[start of Data extract]
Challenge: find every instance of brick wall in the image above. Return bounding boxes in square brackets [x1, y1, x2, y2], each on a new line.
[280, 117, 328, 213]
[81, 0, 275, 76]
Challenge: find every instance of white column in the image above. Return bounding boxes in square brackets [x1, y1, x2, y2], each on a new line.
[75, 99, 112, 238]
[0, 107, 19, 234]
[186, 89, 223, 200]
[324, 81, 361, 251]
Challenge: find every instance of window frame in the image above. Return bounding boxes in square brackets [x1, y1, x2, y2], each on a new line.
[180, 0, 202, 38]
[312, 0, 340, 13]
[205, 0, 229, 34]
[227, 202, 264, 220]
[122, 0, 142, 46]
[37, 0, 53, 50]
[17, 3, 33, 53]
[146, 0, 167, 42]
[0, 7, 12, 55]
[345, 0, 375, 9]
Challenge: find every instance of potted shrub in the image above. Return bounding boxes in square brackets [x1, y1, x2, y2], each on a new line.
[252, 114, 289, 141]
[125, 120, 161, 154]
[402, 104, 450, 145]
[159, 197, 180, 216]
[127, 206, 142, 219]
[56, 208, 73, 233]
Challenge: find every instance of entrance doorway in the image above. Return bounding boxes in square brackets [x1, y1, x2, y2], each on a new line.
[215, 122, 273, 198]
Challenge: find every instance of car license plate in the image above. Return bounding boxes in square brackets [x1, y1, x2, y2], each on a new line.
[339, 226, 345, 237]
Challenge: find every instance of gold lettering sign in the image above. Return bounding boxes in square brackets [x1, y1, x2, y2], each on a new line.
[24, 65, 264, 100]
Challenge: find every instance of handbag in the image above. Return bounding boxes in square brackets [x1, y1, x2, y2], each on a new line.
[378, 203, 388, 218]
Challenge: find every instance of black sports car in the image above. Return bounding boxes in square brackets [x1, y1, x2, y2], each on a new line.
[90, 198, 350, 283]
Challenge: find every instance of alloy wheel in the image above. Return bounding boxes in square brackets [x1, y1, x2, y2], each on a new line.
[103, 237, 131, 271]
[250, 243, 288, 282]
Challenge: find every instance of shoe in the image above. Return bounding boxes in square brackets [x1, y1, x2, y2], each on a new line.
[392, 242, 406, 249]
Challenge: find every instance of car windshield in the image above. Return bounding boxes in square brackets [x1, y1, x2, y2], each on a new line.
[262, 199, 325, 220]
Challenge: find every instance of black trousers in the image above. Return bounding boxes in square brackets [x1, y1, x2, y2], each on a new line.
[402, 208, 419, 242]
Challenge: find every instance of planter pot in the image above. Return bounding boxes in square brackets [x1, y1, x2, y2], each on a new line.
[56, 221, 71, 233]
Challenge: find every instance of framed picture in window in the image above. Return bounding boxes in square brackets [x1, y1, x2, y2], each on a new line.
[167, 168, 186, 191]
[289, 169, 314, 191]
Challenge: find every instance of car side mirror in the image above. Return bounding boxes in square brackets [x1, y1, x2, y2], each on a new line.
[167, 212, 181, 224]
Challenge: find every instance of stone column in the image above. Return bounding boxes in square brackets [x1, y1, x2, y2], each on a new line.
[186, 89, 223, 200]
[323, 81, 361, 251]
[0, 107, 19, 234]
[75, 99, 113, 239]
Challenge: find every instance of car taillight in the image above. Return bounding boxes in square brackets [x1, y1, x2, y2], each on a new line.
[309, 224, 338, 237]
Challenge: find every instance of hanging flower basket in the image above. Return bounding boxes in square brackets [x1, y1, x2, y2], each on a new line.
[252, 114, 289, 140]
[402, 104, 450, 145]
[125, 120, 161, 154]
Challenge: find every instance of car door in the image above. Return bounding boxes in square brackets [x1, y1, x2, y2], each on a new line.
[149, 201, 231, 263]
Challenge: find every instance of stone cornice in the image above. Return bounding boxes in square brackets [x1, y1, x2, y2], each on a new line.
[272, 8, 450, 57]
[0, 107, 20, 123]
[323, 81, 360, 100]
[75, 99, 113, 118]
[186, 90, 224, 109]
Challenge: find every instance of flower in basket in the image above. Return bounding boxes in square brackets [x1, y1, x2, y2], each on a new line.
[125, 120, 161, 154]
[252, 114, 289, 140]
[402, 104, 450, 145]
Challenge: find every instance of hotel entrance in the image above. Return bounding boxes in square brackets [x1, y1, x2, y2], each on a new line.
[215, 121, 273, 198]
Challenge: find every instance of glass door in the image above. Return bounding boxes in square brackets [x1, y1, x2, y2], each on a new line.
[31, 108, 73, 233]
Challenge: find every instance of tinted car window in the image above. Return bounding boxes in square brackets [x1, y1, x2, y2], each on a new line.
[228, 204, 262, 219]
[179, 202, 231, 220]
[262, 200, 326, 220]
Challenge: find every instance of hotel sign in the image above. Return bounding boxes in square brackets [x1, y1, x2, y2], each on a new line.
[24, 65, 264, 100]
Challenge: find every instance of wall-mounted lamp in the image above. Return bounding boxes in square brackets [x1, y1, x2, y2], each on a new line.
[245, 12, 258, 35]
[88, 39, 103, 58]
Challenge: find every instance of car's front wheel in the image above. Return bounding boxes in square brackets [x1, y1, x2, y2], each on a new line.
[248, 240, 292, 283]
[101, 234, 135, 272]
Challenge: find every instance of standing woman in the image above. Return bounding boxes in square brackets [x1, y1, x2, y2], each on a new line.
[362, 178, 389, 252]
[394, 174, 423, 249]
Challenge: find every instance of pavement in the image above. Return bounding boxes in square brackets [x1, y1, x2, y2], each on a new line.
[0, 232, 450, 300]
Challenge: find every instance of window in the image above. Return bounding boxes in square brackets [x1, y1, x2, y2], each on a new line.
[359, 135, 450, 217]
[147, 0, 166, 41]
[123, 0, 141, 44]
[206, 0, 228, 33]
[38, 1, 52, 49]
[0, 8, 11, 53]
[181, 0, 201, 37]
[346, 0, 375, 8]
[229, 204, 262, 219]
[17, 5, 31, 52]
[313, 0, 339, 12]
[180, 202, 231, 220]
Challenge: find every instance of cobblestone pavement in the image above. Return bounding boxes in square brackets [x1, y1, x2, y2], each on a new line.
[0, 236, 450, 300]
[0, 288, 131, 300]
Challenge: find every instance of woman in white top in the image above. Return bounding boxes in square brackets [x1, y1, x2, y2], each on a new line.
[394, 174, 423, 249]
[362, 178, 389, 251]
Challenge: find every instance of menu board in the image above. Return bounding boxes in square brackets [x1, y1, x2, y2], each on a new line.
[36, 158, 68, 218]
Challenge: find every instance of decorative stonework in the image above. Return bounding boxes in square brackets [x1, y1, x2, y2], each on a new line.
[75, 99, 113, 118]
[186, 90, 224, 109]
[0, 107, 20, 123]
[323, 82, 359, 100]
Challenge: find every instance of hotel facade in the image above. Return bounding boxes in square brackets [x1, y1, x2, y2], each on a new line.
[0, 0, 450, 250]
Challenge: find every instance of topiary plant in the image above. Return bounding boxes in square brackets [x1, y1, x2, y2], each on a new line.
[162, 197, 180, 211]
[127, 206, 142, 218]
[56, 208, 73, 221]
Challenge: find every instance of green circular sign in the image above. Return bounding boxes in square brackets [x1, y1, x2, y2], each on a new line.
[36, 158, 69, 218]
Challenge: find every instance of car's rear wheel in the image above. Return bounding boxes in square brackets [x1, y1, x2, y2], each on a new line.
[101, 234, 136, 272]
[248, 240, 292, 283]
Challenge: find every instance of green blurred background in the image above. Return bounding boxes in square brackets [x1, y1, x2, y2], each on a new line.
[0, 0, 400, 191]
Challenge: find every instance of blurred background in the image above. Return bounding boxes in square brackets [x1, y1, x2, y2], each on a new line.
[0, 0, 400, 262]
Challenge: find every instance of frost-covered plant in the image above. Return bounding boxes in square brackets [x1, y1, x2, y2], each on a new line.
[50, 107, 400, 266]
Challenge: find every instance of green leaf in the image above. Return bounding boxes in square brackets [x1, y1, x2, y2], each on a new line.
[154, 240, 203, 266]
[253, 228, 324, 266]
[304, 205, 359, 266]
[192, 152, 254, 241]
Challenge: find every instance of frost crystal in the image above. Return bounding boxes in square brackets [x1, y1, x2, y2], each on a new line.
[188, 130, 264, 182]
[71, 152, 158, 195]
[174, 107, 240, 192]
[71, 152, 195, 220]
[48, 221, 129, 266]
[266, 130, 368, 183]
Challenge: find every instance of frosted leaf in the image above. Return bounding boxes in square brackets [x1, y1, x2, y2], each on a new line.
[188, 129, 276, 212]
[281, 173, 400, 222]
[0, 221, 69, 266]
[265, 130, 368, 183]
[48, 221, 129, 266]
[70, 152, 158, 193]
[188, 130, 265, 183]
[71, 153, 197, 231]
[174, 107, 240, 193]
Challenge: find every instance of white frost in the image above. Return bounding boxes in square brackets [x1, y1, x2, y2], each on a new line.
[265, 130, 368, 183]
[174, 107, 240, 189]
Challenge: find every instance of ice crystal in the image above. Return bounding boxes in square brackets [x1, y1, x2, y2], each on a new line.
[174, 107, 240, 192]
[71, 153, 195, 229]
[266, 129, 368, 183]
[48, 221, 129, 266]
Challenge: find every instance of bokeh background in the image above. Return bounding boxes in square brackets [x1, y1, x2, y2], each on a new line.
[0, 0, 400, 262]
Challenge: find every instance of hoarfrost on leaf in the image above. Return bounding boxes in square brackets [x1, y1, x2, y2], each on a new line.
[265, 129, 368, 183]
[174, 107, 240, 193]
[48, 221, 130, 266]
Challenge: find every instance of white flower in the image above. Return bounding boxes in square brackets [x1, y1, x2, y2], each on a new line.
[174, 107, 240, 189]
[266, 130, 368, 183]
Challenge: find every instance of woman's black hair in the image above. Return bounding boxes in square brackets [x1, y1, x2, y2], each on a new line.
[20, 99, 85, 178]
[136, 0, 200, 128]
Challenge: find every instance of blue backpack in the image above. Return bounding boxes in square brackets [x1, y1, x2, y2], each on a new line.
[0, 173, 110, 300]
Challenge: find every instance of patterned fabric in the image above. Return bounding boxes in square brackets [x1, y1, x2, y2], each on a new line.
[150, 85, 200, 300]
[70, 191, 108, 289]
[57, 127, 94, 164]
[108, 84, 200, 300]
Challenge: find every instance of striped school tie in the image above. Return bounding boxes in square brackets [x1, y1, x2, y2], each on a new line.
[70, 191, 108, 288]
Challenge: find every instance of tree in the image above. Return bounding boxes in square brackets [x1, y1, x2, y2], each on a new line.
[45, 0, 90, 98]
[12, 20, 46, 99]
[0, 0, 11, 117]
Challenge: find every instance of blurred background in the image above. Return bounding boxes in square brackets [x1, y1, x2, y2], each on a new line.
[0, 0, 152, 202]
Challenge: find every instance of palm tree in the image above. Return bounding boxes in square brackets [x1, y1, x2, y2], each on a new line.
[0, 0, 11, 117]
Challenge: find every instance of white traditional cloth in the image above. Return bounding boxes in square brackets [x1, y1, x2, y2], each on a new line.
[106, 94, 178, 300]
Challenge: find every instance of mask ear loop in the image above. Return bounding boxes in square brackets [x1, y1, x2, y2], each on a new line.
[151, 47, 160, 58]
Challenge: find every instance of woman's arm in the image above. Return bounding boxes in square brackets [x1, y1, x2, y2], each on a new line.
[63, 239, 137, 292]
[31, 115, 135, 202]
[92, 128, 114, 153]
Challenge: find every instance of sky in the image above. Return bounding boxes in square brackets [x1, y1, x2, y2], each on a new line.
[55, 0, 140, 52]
[end of Data extract]
◆ Exercise requirements ◆
Copy out only the entries from the line containing "Challenge: find every instance of frost-covered" through the line containing "[50, 107, 400, 266]", both lines included. Shift each bounding-box coordinate in the answers by adding -135, and leave all other text unchanged.

◆ Result for this exercise ◆
Challenge: find every instance of frost-covered plant in the image above. Return bounding boxes in square brackets [x1, y1, x2, y2], each on a new line.
[-85, -28, 265, 131]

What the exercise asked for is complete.